Do this =
Retype every one of the rows below word for word, and leave the pictures out of your copy.

Data for the task =
....................

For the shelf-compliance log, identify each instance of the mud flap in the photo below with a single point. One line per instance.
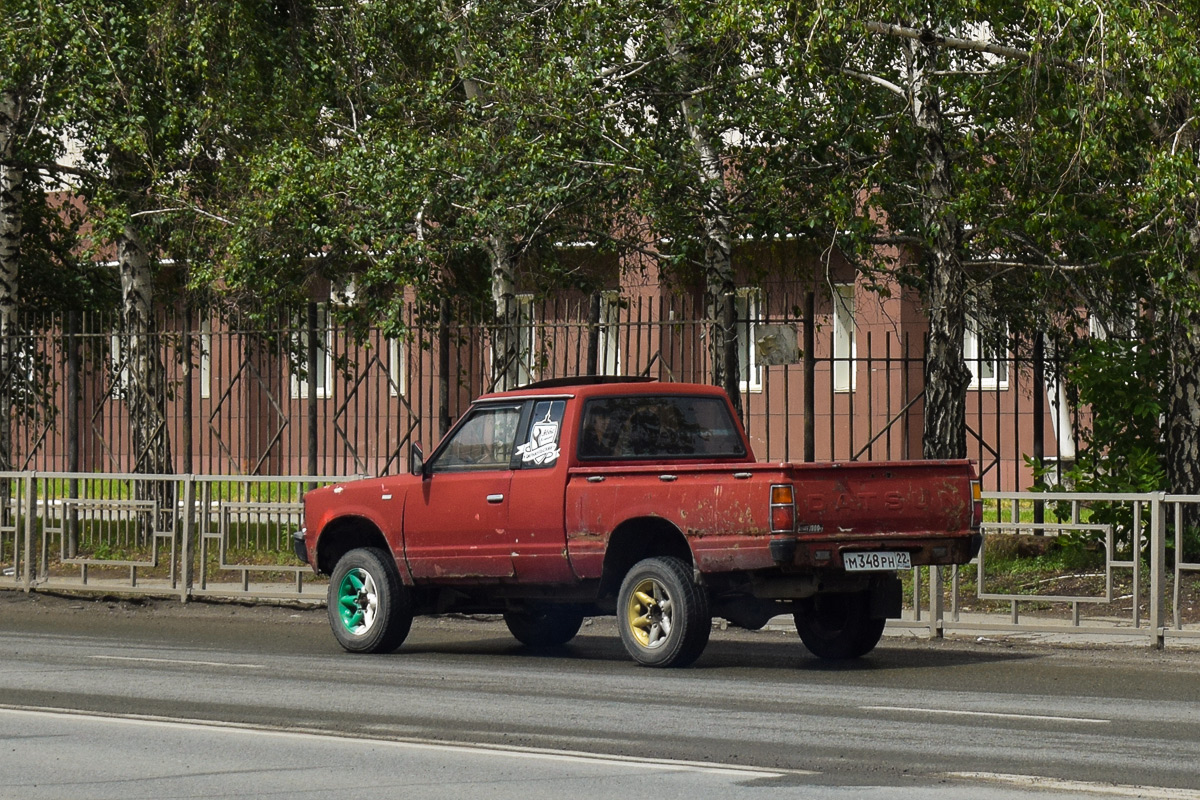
(886, 600)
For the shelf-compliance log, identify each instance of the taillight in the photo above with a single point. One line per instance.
(976, 504)
(783, 509)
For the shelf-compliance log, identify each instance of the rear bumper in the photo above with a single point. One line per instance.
(791, 552)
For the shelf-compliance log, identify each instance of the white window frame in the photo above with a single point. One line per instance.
(205, 359)
(749, 307)
(609, 358)
(324, 365)
(527, 340)
(975, 358)
(845, 338)
(397, 368)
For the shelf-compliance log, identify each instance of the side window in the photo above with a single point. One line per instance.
(541, 449)
(484, 441)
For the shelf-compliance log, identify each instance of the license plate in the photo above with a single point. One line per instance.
(877, 561)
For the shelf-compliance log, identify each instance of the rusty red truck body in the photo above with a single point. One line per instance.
(641, 499)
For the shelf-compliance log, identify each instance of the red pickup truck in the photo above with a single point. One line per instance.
(642, 499)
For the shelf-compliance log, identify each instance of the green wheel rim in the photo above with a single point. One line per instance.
(358, 601)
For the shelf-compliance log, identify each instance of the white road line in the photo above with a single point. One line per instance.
(180, 661)
(1083, 787)
(569, 756)
(1000, 715)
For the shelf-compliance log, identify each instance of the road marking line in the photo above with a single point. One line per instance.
(180, 661)
(1108, 789)
(1001, 715)
(547, 753)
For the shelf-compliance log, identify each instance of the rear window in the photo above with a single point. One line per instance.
(658, 426)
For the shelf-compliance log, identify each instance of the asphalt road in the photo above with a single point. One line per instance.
(106, 699)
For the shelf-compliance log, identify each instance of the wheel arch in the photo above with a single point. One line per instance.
(345, 534)
(639, 539)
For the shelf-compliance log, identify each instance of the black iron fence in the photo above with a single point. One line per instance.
(310, 397)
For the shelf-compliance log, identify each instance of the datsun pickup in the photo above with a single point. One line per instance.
(576, 498)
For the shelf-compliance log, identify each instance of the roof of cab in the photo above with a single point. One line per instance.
(603, 385)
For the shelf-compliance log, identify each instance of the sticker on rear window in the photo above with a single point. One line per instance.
(543, 445)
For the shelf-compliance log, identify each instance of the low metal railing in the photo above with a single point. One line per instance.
(229, 537)
(1128, 536)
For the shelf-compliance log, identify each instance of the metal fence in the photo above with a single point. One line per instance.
(310, 397)
(231, 539)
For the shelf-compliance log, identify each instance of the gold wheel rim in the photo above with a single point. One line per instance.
(648, 613)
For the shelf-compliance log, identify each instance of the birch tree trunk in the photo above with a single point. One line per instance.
(12, 179)
(947, 377)
(1182, 432)
(502, 260)
(720, 288)
(145, 391)
(507, 316)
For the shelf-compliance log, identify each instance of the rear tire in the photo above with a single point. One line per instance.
(664, 617)
(546, 626)
(839, 626)
(369, 607)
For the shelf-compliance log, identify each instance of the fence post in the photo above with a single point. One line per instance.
(185, 559)
(30, 481)
(810, 392)
(1157, 567)
(936, 605)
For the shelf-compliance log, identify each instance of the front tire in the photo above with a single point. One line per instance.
(839, 626)
(664, 617)
(369, 608)
(547, 626)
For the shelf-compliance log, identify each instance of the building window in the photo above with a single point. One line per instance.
(324, 344)
(989, 368)
(749, 310)
(845, 344)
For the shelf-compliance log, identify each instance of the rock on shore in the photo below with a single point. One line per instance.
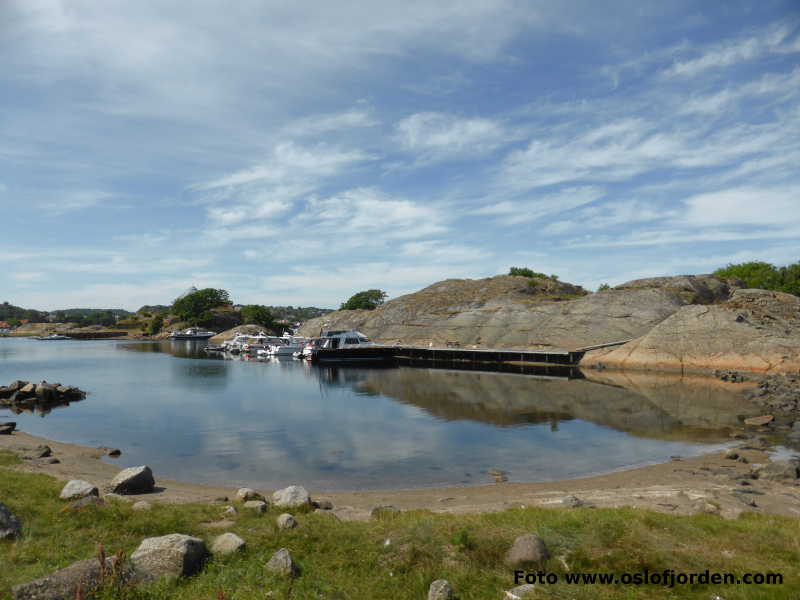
(755, 330)
(506, 312)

....................

Exercise answer =
For the shelf-compliance log, identify each instance of the mud flap in the photo below with a single point. One line per instance.
(886, 600)
For the shelf-compliance log, identify each instance of the taillight in the photo above with a single point. One line per instance.
(976, 504)
(783, 509)
For the shelf-compliance log, identify each instance of the rear bumper in the photo above with a single point. One line per instance.
(791, 552)
For the shelf-compliance log, identify each instance of the white window frame in the photo above with a single point. One line per instance.
(205, 359)
(749, 307)
(609, 358)
(324, 365)
(527, 340)
(975, 358)
(845, 338)
(397, 368)
For the shelf-compliance log, identify each instance of the side window in the photo above with a single point. One line per instance.
(541, 449)
(484, 441)
For the shelf-compliance log, identify each instance of the license plate in the photo above with a single point. One line per instance.
(877, 561)
For the shelf-compliance log, identify each instance of the rusty red truck body in the photo above with a single point. One line per instance.
(641, 499)
For the shelf-compliance log, identify each instance of the red pickup truck in the photo above with a single point. One line per instance.
(642, 499)
For the shelf-compliance log, identify each instance of the green wheel rim in the photo above with a single point. One line per instance.
(358, 601)
For the shelf-compliance log, identify each instance of the white road line in the photo above with a single point. One line per instance.
(180, 661)
(1083, 787)
(569, 756)
(1000, 715)
For the shelf-compliance log, identify each instance of the road marking line in the photo above with a single point. One line per instance.
(180, 661)
(1108, 789)
(1001, 715)
(547, 753)
For the shelf-compliance log, identify each instance of the rear window in the photo above with a single point. One line per instance.
(658, 426)
For the shelf-compliance log, identify each instance of the asphalt road in the photo above with a single point. One line per instance.
(106, 699)
For the shelf-compliance log, identify each instance of the wheel arch in the photo above with a single point. One line per instance.
(345, 534)
(639, 539)
For the shelf-compliance log, identify each instance of the black iron fence in the photo above with a single point. One line per instance.
(310, 397)
For the shelf-compliance log, identify each instance of the datsun pickup in the photo above with a single point. One line per instance.
(576, 498)
For the shelf-compliance log, identify each instance of the roof of cab in the photo above with a single point. One line per instance.
(603, 385)
For the shelf-compliance log, identify each instance of the sticker on rear window in the photo above with a single point. One line per instance.
(543, 445)
For the shelf-compliance log, identify each instance of the low metal railing in the photo above with a single point. One line per instance.
(229, 537)
(1128, 536)
For the shelf-compliance log, identify each instance of the metal fence in the photo above with a single point. One line per instance.
(310, 397)
(231, 539)
For the shelf-compliance log, identify each instance of the gold wheel rim in the photo above with a single point. One line per instance.
(648, 613)
For the shelf-compliance log, identify each instance of the birch tree trunk in the photo above with a single point. One line per instance.
(12, 179)
(947, 377)
(1182, 432)
(502, 260)
(720, 288)
(145, 391)
(507, 316)
For the shelf-compliance log, identify each instance of the rear tire in the photo above with a single point. One line per instance.
(664, 617)
(546, 626)
(839, 626)
(369, 607)
For the shelf-compliance log, identify each instance of the fence post in the photo above with a single point. One line per instance.
(185, 559)
(30, 481)
(810, 392)
(1157, 567)
(936, 605)
For the shelf-compliance log, identify each instance of the front tire in the photo above with a single point. One line per instance.
(839, 626)
(664, 617)
(369, 608)
(547, 626)
For the shelf-compliance log, identify each instance of the building window in the photo above with a single point. One line per instance.
(324, 344)
(989, 368)
(749, 310)
(845, 344)
For the shelf-compliance log, identify each instance of the rock on shore in the photo below with a single point. One line per instance.
(755, 330)
(506, 312)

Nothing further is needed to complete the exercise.